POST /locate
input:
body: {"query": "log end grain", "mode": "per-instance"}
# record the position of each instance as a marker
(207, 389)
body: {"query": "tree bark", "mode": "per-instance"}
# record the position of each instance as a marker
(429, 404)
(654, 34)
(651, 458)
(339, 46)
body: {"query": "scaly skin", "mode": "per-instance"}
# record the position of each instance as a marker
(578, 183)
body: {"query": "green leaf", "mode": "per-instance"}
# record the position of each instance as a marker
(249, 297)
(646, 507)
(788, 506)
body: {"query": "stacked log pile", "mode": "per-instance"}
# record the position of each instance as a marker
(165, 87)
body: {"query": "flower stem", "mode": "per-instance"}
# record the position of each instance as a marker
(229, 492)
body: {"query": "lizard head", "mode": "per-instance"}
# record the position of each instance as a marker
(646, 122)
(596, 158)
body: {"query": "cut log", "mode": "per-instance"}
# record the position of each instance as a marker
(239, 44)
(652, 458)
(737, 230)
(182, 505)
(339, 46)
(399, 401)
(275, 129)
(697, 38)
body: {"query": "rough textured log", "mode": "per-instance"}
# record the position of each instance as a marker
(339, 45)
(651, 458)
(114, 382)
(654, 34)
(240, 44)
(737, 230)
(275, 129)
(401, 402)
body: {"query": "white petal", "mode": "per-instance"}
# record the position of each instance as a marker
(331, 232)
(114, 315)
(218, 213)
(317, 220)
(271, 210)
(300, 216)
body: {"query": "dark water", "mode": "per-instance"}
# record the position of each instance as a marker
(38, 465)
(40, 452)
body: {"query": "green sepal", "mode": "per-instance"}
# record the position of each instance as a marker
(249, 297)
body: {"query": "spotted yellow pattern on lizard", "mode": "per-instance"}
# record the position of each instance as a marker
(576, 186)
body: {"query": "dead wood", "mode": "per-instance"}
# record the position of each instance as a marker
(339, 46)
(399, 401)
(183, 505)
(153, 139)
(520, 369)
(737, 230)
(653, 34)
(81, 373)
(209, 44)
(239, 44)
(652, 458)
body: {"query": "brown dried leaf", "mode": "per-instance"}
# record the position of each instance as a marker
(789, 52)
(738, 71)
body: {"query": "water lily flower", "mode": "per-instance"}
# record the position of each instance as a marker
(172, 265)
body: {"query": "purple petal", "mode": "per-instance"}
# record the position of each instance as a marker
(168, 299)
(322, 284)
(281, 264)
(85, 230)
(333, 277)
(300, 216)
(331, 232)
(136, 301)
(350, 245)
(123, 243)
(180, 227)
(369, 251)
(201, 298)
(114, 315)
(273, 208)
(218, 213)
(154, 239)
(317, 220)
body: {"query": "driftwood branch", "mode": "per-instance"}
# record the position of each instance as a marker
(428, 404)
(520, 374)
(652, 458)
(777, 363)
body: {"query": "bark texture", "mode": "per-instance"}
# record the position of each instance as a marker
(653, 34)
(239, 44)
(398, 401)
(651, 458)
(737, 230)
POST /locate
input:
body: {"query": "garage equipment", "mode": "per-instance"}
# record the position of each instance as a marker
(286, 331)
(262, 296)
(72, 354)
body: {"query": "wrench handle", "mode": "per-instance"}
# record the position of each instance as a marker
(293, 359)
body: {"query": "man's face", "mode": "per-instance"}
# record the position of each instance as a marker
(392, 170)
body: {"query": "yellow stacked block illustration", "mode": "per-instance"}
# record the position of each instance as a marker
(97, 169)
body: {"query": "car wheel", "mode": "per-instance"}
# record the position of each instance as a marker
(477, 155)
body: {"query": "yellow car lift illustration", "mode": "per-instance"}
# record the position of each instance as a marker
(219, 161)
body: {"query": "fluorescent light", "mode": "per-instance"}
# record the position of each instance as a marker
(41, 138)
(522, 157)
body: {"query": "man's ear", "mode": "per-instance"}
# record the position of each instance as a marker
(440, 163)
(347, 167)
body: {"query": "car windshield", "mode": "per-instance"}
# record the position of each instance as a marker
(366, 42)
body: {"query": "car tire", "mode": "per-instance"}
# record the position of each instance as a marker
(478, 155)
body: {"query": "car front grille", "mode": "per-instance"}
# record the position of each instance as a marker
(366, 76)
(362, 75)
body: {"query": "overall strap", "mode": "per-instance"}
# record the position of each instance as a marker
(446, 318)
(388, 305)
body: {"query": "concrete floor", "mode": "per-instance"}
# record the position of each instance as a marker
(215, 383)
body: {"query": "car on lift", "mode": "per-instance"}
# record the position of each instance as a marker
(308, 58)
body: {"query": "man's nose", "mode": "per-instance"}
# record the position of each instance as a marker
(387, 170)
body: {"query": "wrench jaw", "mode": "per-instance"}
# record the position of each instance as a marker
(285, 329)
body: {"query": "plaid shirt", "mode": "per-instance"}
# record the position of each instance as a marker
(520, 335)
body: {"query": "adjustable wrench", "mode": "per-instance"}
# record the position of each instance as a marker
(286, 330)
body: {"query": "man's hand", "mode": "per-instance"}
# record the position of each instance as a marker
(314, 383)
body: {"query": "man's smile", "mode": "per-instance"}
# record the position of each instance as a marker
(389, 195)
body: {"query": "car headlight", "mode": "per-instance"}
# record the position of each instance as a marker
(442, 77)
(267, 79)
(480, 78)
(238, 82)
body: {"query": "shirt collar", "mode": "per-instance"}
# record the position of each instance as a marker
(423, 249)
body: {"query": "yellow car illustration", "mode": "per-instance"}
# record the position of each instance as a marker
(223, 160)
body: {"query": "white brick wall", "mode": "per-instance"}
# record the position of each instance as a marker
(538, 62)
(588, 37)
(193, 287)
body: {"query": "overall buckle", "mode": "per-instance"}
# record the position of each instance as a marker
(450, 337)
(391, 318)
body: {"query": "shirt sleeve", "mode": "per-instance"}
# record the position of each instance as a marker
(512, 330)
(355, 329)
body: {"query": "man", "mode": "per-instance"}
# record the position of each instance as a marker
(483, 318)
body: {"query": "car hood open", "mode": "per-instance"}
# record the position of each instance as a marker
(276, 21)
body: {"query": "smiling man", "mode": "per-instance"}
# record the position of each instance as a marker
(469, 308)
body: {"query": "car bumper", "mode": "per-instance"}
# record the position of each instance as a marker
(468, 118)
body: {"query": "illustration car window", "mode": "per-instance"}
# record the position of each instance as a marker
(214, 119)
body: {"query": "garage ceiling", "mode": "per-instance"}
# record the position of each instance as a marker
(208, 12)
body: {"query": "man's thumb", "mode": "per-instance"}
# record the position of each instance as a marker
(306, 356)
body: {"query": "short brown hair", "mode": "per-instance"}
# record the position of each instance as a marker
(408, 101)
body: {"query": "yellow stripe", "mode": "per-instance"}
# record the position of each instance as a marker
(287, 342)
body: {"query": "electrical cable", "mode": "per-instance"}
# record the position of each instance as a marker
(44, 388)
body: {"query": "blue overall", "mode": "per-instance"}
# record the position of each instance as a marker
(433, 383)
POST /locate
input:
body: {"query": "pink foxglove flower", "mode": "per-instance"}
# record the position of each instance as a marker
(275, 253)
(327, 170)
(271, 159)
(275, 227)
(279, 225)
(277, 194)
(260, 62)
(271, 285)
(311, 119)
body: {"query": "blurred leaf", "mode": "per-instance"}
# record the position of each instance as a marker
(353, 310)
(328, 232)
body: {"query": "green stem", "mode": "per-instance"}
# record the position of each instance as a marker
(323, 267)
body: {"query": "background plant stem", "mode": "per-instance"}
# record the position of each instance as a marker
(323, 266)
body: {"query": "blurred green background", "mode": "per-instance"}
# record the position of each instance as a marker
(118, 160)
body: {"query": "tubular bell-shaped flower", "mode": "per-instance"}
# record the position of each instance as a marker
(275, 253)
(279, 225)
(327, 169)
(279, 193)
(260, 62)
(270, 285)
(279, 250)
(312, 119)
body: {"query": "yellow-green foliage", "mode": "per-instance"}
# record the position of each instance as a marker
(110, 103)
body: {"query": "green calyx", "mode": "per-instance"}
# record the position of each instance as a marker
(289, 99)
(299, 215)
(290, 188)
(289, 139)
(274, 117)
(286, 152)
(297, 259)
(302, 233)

→ **What the exercise asks**
Count the lines in the listing above that contain the string "garage", treating uppercase and lowercase as different. Give only the number.

→ **Answer to this task**
2